> **Excerpted records**

-- Opening Marker --

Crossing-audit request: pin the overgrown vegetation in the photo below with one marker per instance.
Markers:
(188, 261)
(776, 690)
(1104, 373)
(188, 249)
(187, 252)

-- Closing Marker --
-- Opening Marker --

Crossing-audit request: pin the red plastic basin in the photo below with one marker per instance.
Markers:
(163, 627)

-- Closing Marker --

When a line in the material above includes "instance", report that line by copying it.

Crossing-audit request: pin the overgrown vegetation in the photo below with one marker per instance.
Crossing-audit request: pin the red plastic basin in the photo below with one marker per instance.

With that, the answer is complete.